CONSIGNE 1:
Répondez brièvement aux questions suivantes à partir du texte sur les modèles de communication.
(a) À quelle université George Gerbner a-t-il présenté sa thèse ?
(b) À quel média Gerbner lie-t-il la culture ?
(c) Quelles sont les quatre composantes du modèle de Berlo ?
CONSIGNE 2: Renvoyez sans modification le passage du texte sur les modèles de communication qui commence aux mots « Futur Professeur de » et s'arrête après les mots « de Berlo (1960) ».
CONSIGNE 3:
Pour chacun des énoncés suivants, dites s'il concorde avec le texte sur les modèles de communication, puis citez les mots du texte qui le montrent.
(a) Selon Berlo, la source et le récepteur peuvent être une organisation.
(b) Pour Gerbner, le processus de communication repose sur trois dimensions.
(c) Berlo n'envisage le codage que sous la forme du langage.

--- TEXTE DU DOCUMENT ---

5° Le Modèle de Gerbner (1956)

Publié dans Vers une théorie générale de la communication (1956) thèse de Doctorat en communication présentée à l'Université de Californie du Sud par George Gerbner
Publié dans Vers une théorie générale de la communication (1956) thèse de Doctorat en communication présentée à l’Université de Californie du Sud par George Gerbner

Futur Professeur de télécommunication et futur Sociologue, George Gerbner présente un modèle général de la communication qui s’articule sur deux axes essentiels : le message est lié au contexte (et donc celui-ci permet de renseigner sur le message) et le processus de communication repose sur deux dimension, la perception et le contrôle du message. Gerbner lie la communication à la culture et la culture à la télévision, persuadé que celle-ci servira rapidement de vecteur. Le Modèle de Gerbner est plus complexe et s’adapte à la communication interpersonnelle qu’à la communication de masses.

6° Le Modèle de Berlo (1960)

Publié dans Les processus de communication (1960) par David K. Berlo
Publié dans Les processus de communication (1960) par David K. Berlo

Théoricien de la communication, David K. Berlo a mis en évidence l’importance de l’aspect psychologique de toute communication. Son modèle est simple,  Source – Message – Canal – Récepteur, mais la communication est influencée par des éléments extérieurs à chaque niveau de la relation. Ainsi, interviennent, notamment, le savoir, le sytème social, les compétences et la culture de l’émetteur et du récepteur, la façon dont le message est traité, son codage, sa structure ou encore, d’un point de vue physique, les cinq sens. Berlo présente un modèle qui s’adapte à la communication interpersonnelle et à la communication de masse puisqu’il définit la source et le récepteur comme pouvant être une personne, un groupe de personne, une organisation ou une institution. Ce modèle est nettement plus abouti puisqu’il tient compte de la personnalité de la source et du récepteur, de leurs connaissance, de leurs compétences, de leur environnement… Berlo évoque aussi le codage en tant que comportement (gestes, postures…) et qu’expression autres que le langage (danse, musique, art…). Il retient que, quel que soit le codage, c’est lui qui rend une communication simple ou compliquée… ou qu’il l’empêche.

--- EXTRAIT DES DONNÉES ---

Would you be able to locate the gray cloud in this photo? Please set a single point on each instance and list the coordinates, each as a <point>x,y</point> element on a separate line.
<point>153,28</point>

---

RÉSULTAT 1:
(a) À l'Université de Californie du Sud.
(b) À la télévision.
(c) Source, Message, Canal, Récepteur.

RÉSULTAT 2:
Futur Professeur de télécommunication et futur Sociologue, George Gerbner présente un modèle général de la communication qui s’articule sur deux axes essentiels : le message est lié au contexte (et donc celui-ci permet de renseigner sur le message) et le processus de communication repose sur deux dimension, la perception et le contrôle du message. Gerbner lie la communication à la culture et la culture à la télévision, persuadé que celle-ci servira rapidement de vecteur. Le Modèle de Gerbner est plus complexe et s’adapte à la communication interpersonnelle qu’à la communication de masses.

6° Le Modèle de Berlo (1960)

RÉSULTAT 3:
(a) Oui : « une personne, un groupe de personne, une organisation ou une institution ».
(b) Non : « deux dimension, la perception et le contrôle du message ».
(c) Non : « Berlo évoque aussi le codage en tant que comportement (gestes, postures…) ».